# Solicitud dada A
Según el texto sobre los metales y la humanidad, ¿por qué en la Edad del Cobre no hacían falta procesos metalúrgicos para extraer los metales? Explícalo en una o dos oraciones.
# Solicitud dada B
Devuelve sin cambios el fragmento del texto sobre los metales y la humanidad que abarca todo desde "La Edad del Cobre, la Edad del Bronce, la" hasta "Edad del Hierro.".

# Texto seleccionado
■ ■ ■ ■ ■ ■ ■

Los metales son tan relevantes que han definido las etapas de la Tierra y de la humanidad, e impulsado un salto exponencial en la modernización de distintos procesos. Su uso propició la existencia del comercio, permitió que se asentaran comunidades hasta formar civilizaciones y configuró algunos de los primeros tejidos sociales. Nos tomó miles de años reconocer cuántos existen en nuestro planeta, y ese largo recorrido de descubrimiento y asombro nos muestra cómo están íntimamente asociados con el desarrollo de la humanidad.
Hoy existe un universo de tecnología forjada a base de metales que hace unos treinta años se creía iba a ser imposible, o parte de una historieta de ciencia ficción. Pero como todo lo que nos rodea, su uso ha tomado tiempo. Podemos pensar nuestra relación con los metales de una manera parecida a cómo se ha analizado la evolución del ser humano, puesto que su existencia ha tenido incidencia directa con el crecimiento de nuestra especie.
Podríamos decir que el uso del cobre nativo (fundiéndolo y moldeándolo a punta de martillazos) fue nuestro primer contacto como humanidad con los metales, y el impacto que causó en nuestro desarrollo fue de tal magnitud que nos permitió salir del Neolítico.
La Edad del Cobre, la Edad del Bronce, la Edad del Hierro
Una de las grandes etapas de la prehistoria es la Edad de los Metales, entre el 6000 y el 800 a.C. Como bien dice su nombre, esta etapa se caracterizó por el descubrimiento de la metalurgia y se subdivide en otros tres grandes períodos: la Edad del Cobre, la Edad del Bronce y la Edad del Hierro.
La Edad del Cobre se caracterizó por el descubrimiento y posterior uso de metales en estado «nativo», es decir, no contenidos en un mineral, lo que hizo innecesario usar procesos metalúrgicos para su extracción. Si bien el primer gran hallazgo fue de cobre, lo siguieron otros metales como el oro y la plata. En la actualidad el escenario es distinto y más complejo: por ejemplo, en las minas de cobre chilenas este se encuentra casi en su totalidad contenido en minerales —como es el caso de la calcopirita (CuFeS2), que también contiene hierro y azufre—, lo que le exige a la industria minera procesarlo y extraerlo antes de poder utilizarlo.
Podríamos decir que el uso del cobre nativo (fundiéndolo y moldeándolo a punta de martillazos) fue nuestro primer contacto como humanidad con los metales, y el impacto que causó en nuestro desarrollo fue de tal magnitud que nos permitió salir del Neolítico. Imagínense a alguien en esos tiempos (6000 a.C.) acostumbrado a machacar rocas y romperlas, que un día se da cuenta de que pega y pega y la «roca» no se destruye, solo sufre una abolladura que, junto a otras, terminan moldeándola. Toma esto que acaba de surgir, se hace su buen cuchillo y se convierte en don popularidad por tener una herramienta en extremo refinada. Un día olvida su cuchillo en el fuego y ve que se empieza a poner rojo, se deforma, se derrite, y aquello que cae como un líquido es metal fundido que, al enfriarse, toma la forma de la superficie donde va a parar. Es este el tipo de procesos que le da la bienvenida a la Edad del Cobre.

■ ■ ■ ■ ■ ■ ■

[Filas de un conjunto de datos]
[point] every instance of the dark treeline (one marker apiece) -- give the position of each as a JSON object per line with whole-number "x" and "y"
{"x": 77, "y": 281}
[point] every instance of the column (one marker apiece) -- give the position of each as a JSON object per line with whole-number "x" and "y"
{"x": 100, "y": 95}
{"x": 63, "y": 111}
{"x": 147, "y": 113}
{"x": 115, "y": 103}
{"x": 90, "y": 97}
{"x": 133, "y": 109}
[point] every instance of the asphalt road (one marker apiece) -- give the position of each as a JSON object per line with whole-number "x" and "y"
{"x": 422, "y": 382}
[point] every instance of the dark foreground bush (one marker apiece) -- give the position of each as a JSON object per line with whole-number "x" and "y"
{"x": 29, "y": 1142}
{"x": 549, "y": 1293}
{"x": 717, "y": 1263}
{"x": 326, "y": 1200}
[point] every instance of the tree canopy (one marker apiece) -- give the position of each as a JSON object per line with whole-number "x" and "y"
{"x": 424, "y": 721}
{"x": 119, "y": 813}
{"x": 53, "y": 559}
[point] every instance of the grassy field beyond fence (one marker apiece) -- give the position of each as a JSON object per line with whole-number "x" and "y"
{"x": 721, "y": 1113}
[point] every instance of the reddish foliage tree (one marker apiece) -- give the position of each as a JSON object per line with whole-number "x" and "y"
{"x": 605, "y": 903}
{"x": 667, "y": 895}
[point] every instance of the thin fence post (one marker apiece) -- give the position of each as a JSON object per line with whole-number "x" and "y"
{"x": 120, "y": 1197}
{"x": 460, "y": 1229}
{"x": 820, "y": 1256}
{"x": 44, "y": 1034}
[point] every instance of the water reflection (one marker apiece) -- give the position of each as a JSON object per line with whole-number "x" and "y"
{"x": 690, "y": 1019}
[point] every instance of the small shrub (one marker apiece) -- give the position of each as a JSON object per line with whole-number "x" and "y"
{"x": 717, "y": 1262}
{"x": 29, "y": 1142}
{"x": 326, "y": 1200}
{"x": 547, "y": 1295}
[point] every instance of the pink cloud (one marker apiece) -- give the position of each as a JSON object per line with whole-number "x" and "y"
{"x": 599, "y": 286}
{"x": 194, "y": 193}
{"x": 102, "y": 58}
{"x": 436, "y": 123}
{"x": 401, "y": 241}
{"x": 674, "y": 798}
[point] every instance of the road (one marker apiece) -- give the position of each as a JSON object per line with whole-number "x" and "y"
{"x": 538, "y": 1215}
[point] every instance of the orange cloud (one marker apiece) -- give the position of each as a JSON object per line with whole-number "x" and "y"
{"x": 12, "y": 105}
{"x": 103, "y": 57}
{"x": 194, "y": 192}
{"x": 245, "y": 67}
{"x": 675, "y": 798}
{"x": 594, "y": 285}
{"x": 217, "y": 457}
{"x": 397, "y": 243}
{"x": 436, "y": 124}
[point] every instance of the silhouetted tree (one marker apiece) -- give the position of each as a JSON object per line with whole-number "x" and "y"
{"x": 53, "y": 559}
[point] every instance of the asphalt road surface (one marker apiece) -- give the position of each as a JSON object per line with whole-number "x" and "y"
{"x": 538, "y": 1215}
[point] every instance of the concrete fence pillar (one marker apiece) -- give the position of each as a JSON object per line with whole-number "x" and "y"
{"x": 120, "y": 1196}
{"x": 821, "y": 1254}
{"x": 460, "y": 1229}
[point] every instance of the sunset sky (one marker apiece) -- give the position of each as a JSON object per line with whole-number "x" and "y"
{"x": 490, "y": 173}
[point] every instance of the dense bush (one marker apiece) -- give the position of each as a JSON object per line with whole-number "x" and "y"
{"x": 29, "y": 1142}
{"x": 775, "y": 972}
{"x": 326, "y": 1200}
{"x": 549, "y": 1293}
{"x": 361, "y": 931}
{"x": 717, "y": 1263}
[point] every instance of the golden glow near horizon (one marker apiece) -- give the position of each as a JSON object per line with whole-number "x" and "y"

■ ■ ■ ■ ■ ■ ■

# Salida esperada A
Porque los metales se hallaban en estado «nativo», es decir, no estaban contenidos en un mineral. Por eso no era necesario extraerlos mediante procesos metalúrgicos.

# Salida esperada B
La Edad del Cobre, la Edad del Bronce, la Edad del Hierro
Una de las grandes etapas de la prehistoria es la Edad de los Metales, entre el 6000 y el 800 a.C. Como bien dice su nombre, esta etapa se caracterizó por el descubrimiento de la metalurgia y se subdivide en otros tres grandes períodos: la Edad del Cobre, la Edad del Bronce y la Edad del Hierro.